▸ WHAT IS EXPECTED
All lines from the one containing "Mark each instance of the roof eaves" through the last line of the listing below are to be copied exactly. Exclude the pictures.

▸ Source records
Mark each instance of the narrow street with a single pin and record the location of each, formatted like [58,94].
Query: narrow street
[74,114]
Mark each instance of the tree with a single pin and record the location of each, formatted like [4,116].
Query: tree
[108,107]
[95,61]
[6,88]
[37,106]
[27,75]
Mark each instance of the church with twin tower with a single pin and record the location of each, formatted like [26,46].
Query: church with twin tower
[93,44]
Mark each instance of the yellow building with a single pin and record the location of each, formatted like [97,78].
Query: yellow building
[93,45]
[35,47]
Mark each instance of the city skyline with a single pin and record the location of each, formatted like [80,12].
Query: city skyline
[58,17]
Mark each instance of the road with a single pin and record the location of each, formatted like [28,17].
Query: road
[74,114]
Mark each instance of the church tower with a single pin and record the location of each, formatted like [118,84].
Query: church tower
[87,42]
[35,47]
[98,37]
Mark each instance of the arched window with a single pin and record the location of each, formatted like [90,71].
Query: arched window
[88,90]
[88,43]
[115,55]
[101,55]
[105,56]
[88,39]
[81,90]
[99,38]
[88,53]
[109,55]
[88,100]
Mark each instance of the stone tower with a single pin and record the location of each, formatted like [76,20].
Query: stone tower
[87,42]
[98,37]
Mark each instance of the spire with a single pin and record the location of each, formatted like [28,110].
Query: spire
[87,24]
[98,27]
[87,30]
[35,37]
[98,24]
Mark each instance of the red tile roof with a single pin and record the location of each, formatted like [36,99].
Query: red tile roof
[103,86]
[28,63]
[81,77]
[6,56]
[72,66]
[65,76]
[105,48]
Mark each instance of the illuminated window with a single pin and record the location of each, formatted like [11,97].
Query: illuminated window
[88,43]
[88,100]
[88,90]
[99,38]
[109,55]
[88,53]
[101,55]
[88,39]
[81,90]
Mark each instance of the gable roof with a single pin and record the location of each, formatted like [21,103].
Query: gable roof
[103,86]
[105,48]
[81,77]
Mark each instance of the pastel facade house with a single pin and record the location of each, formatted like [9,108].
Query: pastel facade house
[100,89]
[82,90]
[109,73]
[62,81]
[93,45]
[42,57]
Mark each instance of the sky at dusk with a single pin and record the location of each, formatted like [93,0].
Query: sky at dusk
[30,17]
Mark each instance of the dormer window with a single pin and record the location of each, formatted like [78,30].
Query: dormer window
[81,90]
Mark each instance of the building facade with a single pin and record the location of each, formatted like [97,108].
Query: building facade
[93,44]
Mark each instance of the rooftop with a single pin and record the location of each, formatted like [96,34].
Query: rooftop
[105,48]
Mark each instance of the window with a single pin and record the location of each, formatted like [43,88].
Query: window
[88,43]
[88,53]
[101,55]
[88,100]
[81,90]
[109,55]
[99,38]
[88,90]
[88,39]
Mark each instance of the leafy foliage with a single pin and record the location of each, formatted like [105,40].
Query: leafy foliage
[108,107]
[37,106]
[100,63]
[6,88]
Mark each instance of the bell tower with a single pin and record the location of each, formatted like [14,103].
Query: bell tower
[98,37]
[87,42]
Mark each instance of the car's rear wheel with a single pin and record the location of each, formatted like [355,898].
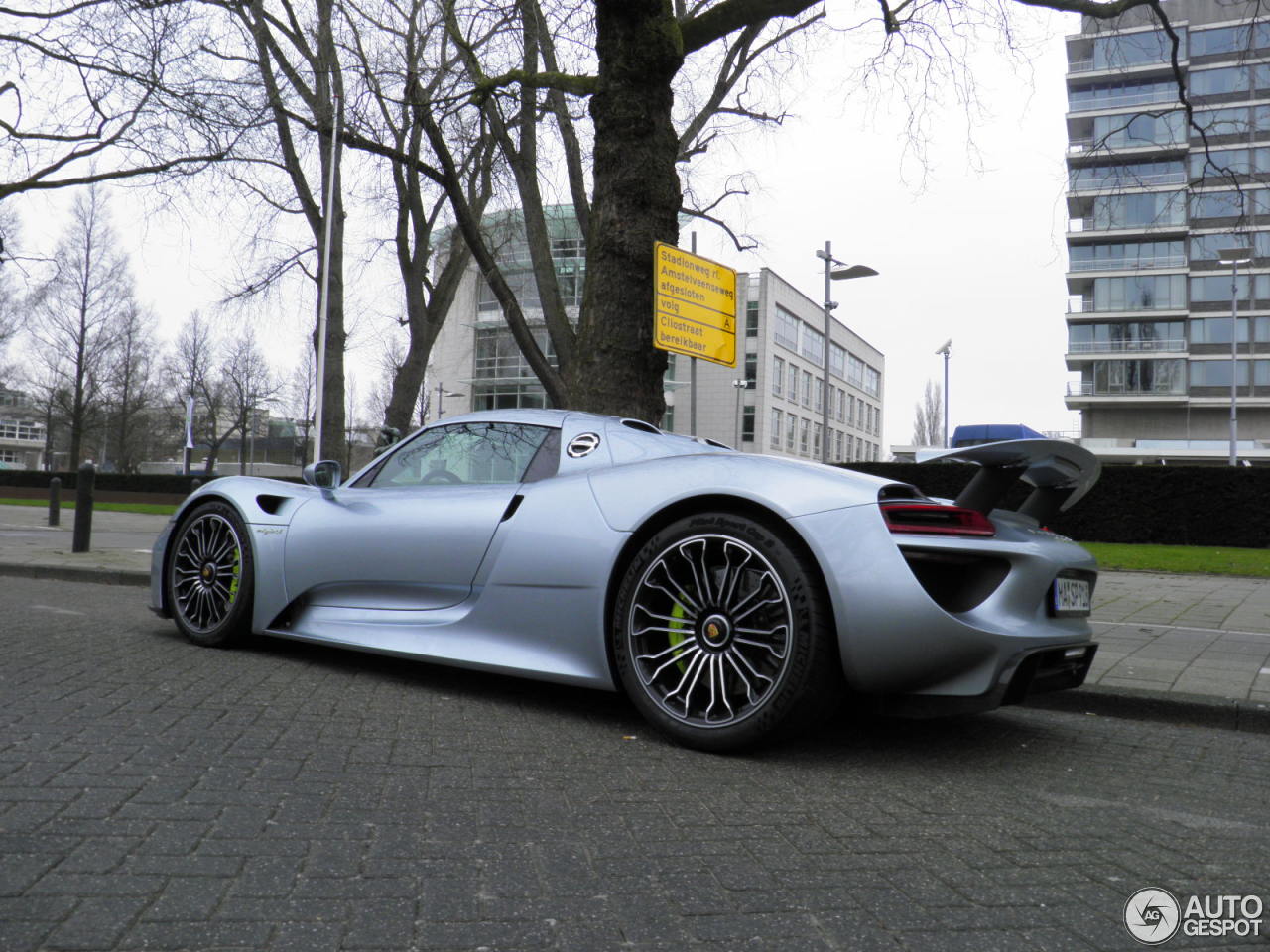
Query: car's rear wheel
[721,634]
[208,578]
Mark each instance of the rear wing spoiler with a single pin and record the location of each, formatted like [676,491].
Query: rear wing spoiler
[1060,474]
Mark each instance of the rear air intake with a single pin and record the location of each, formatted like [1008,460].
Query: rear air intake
[934,520]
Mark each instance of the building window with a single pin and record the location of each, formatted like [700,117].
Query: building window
[22,429]
[837,359]
[1216,373]
[785,330]
[873,381]
[497,356]
[813,344]
[503,397]
[1209,330]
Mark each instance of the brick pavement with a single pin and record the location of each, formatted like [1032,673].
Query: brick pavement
[160,796]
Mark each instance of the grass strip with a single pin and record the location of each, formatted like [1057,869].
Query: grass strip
[145,508]
[1191,560]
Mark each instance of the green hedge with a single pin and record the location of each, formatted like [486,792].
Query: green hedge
[105,481]
[1169,506]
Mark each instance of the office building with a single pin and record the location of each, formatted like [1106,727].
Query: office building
[1153,203]
[476,365]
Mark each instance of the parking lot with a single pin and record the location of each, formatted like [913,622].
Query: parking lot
[157,794]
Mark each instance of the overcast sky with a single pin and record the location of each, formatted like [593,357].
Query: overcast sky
[969,245]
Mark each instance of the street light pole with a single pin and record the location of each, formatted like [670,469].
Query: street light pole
[739,385]
[947,350]
[324,304]
[830,273]
[1234,257]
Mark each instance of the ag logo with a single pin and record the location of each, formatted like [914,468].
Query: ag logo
[1152,915]
[581,444]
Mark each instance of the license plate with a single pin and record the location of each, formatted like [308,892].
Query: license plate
[1071,597]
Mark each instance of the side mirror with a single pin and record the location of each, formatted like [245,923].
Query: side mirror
[324,474]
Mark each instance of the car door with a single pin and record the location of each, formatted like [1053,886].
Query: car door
[412,532]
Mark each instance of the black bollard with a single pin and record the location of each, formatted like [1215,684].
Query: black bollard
[55,502]
[84,508]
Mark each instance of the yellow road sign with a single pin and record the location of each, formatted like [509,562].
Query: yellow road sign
[695,306]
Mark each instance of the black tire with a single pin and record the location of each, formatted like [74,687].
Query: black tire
[209,576]
[769,664]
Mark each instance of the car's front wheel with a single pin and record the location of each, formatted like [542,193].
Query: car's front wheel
[721,634]
[208,578]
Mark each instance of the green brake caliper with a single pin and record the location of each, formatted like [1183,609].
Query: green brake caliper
[236,572]
[676,634]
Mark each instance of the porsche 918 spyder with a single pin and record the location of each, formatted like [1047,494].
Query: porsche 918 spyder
[730,595]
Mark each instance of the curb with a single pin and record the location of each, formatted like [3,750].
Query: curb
[1134,703]
[76,572]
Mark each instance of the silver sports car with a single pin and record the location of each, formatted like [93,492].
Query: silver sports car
[730,595]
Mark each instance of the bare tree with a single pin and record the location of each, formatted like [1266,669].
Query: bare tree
[929,417]
[86,94]
[77,313]
[193,373]
[248,384]
[299,399]
[10,298]
[131,389]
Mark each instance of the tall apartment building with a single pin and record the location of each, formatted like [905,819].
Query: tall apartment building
[476,365]
[1152,203]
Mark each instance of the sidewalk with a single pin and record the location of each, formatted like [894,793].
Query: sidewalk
[1185,648]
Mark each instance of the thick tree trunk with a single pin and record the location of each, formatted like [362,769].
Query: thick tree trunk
[636,202]
[336,339]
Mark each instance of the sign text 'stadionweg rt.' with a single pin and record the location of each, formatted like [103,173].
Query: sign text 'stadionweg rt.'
[695,306]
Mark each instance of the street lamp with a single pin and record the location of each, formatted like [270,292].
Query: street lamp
[1234,257]
[948,352]
[842,273]
[441,394]
[739,386]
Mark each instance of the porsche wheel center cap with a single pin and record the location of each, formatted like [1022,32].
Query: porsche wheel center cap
[716,631]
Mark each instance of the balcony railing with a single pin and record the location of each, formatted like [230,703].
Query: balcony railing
[1127,347]
[1086,304]
[1079,225]
[1127,181]
[1078,146]
[1087,388]
[1119,264]
[1112,99]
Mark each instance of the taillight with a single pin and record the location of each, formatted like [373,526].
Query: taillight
[933,520]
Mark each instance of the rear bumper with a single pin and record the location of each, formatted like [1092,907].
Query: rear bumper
[1033,673]
[901,635]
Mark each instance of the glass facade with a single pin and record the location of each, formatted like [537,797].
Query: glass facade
[1141,293]
[1138,211]
[1118,377]
[1127,335]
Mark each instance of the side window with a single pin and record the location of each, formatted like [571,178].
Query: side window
[463,453]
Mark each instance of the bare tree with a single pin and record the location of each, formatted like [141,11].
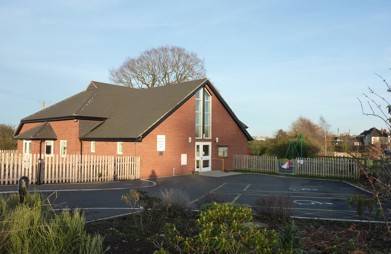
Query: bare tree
[376,105]
[7,141]
[159,67]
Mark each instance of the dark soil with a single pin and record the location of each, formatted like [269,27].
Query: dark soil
[123,235]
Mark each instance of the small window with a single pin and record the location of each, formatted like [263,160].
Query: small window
[26,146]
[222,151]
[161,143]
[49,148]
[93,146]
[63,147]
[119,148]
[183,159]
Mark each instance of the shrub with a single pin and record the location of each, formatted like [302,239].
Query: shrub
[222,228]
[132,198]
[33,227]
[174,198]
[288,238]
[363,204]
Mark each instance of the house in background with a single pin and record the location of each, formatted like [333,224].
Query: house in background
[174,129]
[374,136]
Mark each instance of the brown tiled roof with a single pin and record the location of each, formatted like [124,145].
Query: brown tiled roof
[109,111]
[40,132]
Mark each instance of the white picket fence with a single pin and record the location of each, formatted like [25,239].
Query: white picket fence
[320,167]
[68,169]
[264,164]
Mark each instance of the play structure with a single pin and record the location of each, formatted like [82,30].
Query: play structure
[295,150]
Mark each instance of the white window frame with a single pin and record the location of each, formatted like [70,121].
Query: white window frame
[63,148]
[222,155]
[120,148]
[26,146]
[161,143]
[197,100]
[201,92]
[51,143]
[93,146]
[210,114]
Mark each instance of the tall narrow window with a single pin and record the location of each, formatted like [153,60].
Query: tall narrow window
[26,146]
[49,147]
[207,115]
[203,114]
[63,148]
[198,111]
[119,148]
[93,146]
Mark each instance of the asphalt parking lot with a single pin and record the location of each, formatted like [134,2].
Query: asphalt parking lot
[310,198]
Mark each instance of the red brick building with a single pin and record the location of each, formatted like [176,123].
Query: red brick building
[174,129]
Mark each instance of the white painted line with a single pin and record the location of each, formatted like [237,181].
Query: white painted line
[289,196]
[310,202]
[96,208]
[358,187]
[153,184]
[206,194]
[111,217]
[247,186]
[337,219]
[218,187]
[312,209]
[236,198]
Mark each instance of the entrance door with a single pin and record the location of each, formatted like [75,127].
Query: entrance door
[203,156]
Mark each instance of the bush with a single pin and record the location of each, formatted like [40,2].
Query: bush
[174,198]
[33,227]
[221,228]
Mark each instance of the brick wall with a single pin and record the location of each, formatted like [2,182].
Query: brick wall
[177,128]
[65,130]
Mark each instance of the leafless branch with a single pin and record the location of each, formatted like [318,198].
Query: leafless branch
[384,81]
[372,113]
[159,67]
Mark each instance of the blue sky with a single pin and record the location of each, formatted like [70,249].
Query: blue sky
[273,61]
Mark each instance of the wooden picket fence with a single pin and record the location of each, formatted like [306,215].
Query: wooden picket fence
[68,169]
[264,164]
[327,167]
[334,167]
[8,151]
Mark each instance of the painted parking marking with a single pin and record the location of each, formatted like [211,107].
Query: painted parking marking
[247,187]
[240,194]
[251,194]
[206,194]
[310,202]
[152,184]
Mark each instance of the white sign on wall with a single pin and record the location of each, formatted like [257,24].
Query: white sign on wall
[183,159]
[161,143]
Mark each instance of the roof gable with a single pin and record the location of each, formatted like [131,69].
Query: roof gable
[109,111]
[40,132]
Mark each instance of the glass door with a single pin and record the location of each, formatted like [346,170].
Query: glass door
[203,156]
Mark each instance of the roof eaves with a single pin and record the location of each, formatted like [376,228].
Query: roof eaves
[168,113]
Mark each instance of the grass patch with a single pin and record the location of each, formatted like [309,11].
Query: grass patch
[33,227]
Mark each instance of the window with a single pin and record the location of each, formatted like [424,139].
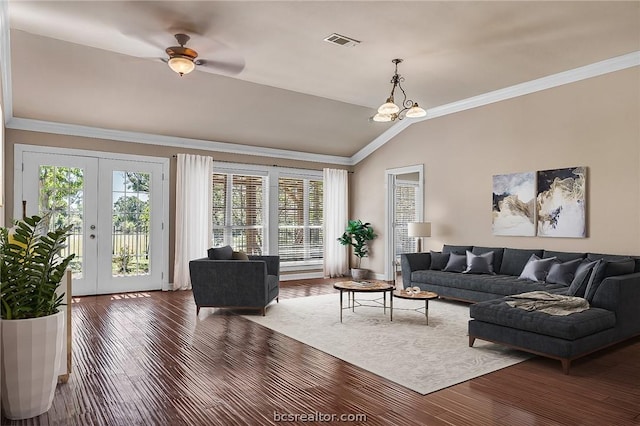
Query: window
[238,212]
[269,210]
[405,211]
[299,219]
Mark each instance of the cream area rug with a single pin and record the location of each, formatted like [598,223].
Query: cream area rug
[421,357]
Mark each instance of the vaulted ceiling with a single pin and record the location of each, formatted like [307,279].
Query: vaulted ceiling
[96,63]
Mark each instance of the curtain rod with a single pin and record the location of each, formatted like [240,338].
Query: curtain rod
[266,165]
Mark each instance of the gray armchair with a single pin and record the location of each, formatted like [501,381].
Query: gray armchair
[250,284]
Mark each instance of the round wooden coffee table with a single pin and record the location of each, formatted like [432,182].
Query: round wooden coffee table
[353,287]
[422,295]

▸ TASK RESULT
Mark each instance of the roof eaves with a single pin and record the location of each, formatted like [376,228].
Query: roof eaves
[168,113]
Mark each instance of the grass patch with a single pin and record the location of each, formatted like [309,11].
Query: grass patch
[33,227]
Mark each instance of the window with a single pin and record the location of each, formatted like [424,139].
Query: window
[238,212]
[269,210]
[405,211]
[299,219]
Mark each instance of the cream area rug with a single pin and record the location of each, formatted like [598,223].
Query: cream area rug
[421,357]
Mark each instance of the vaulted ceiling with a single pin and record the location of each, formatted like [307,279].
Query: vaulted ceiling
[96,63]
Mark each instance of the curtain rod with a single pin and record the location of each, formatted like [240,338].
Query: curtain rod
[266,165]
Mark each instance of the gray armchair with a single pin and record the location of each, formatted like [501,381].
Query: gray armchair
[250,284]
Mark each instance of the round wooden coffee table with a single pin and record the location of each, formatted like [432,182].
Query: round wooden coffee table
[353,287]
[422,295]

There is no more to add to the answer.